REQUIREMENTS:
Rewrite the entries starting with the line that contains "Search target: man's beard" and going on through the line that contains "[1106,790,1171,816]", with "white label on laptop" swapped for "white sticker on laptop" and everything else unchanged.

DATA TO USE:
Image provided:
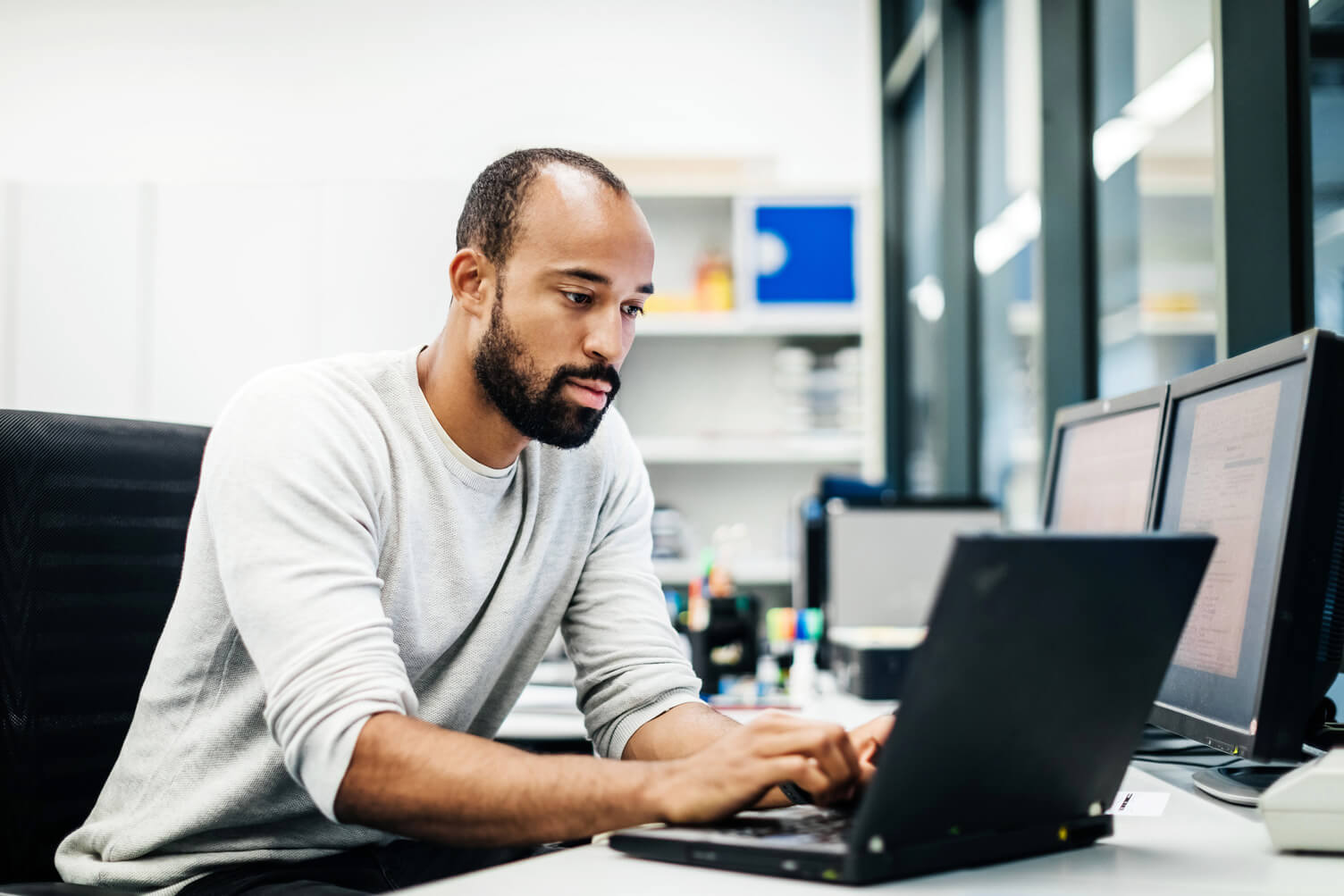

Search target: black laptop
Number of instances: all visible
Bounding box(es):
[610,533,1215,883]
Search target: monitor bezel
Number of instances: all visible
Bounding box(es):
[1147,331,1339,762]
[1040,383,1168,529]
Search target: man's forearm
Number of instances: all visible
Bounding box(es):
[336,713,661,846]
[621,702,789,808]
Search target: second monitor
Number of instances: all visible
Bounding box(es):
[1042,384,1166,532]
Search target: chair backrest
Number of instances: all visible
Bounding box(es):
[0,410,208,881]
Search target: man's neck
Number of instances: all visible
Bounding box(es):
[416,334,528,470]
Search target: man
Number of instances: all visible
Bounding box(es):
[56,149,890,893]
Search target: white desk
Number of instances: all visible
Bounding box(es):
[481,689,1344,896]
[392,767,1344,896]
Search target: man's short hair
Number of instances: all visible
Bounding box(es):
[457,149,630,270]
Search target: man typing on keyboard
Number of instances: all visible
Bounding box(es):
[56,150,891,894]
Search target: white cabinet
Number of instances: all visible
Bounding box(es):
[618,186,882,586]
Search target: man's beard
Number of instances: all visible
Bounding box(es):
[472,295,621,448]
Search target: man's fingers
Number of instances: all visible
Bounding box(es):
[752,720,861,802]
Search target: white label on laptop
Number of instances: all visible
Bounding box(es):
[1106,790,1171,816]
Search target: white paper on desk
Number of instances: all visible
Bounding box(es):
[1106,790,1171,818]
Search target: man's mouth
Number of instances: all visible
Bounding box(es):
[566,381,611,408]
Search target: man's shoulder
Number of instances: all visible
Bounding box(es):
[221,350,407,422]
[207,350,408,473]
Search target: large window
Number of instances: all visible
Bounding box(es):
[973,0,1045,525]
[1093,0,1218,397]
[1310,0,1344,331]
[899,70,949,494]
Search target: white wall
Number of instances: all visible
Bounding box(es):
[0,0,880,423]
[0,0,879,181]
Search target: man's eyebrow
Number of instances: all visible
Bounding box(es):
[555,267,653,296]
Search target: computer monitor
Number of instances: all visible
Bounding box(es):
[825,501,1003,629]
[1149,331,1344,797]
[1042,384,1166,532]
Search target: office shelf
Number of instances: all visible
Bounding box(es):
[635,310,863,339]
[1101,306,1218,345]
[653,557,793,586]
[635,432,863,464]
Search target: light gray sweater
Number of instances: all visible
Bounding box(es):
[56,349,699,892]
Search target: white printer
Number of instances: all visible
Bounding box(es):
[1259,747,1344,853]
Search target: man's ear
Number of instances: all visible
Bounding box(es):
[448,247,496,318]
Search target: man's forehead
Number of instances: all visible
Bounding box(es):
[512,165,653,280]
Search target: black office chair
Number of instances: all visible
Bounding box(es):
[0,410,208,896]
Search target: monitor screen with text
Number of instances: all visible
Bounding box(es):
[1050,407,1161,532]
[1157,364,1305,735]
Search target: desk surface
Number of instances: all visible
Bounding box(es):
[405,767,1344,896]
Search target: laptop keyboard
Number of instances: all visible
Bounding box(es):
[717,806,853,843]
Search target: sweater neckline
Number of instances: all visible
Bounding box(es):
[402,345,517,491]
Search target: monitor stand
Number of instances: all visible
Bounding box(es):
[1191,766,1297,808]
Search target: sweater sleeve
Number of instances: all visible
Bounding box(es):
[200,368,416,821]
[562,414,701,759]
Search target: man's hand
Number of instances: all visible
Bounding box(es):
[654,712,860,824]
[850,712,896,789]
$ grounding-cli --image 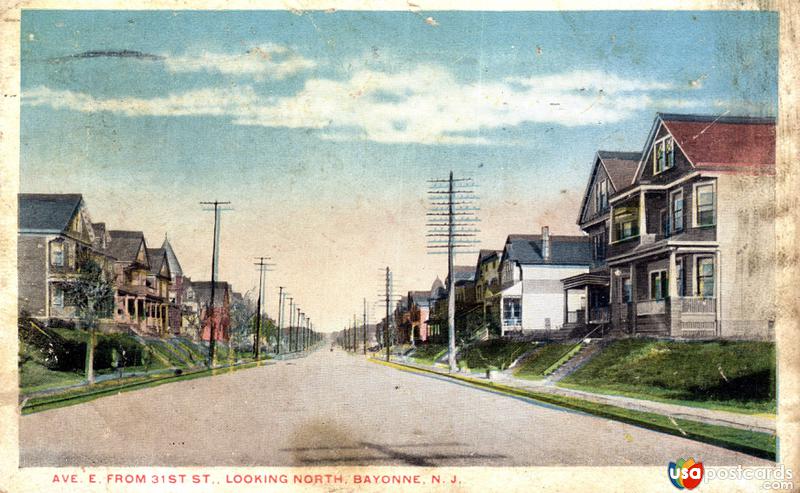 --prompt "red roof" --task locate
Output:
[662,116,775,174]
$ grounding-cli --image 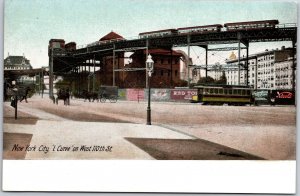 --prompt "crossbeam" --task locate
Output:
[115,47,147,52]
[208,47,247,51]
[114,68,146,71]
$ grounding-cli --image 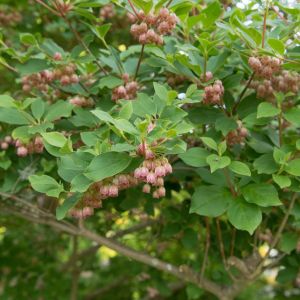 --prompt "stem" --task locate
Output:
[252,193,298,278]
[278,108,283,147]
[223,168,237,197]
[203,54,207,82]
[134,45,145,80]
[261,0,269,48]
[166,0,173,8]
[35,0,61,17]
[232,72,255,113]
[230,228,236,256]
[70,235,80,300]
[200,217,210,283]
[128,0,139,19]
[216,218,227,268]
[62,16,108,75]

ANSWER FOR THIS EXERCISE:
Search target: man's beard
Number of instances: all visible
Bounding box(es):
[472,295,621,448]
Search target: man's fingers
Number of instances: all visible
Bounding box(es):
[752,720,861,802]
Search target: white sticker on laptop
Number of instances: all visible
Bounding box(es):
[1106,790,1171,816]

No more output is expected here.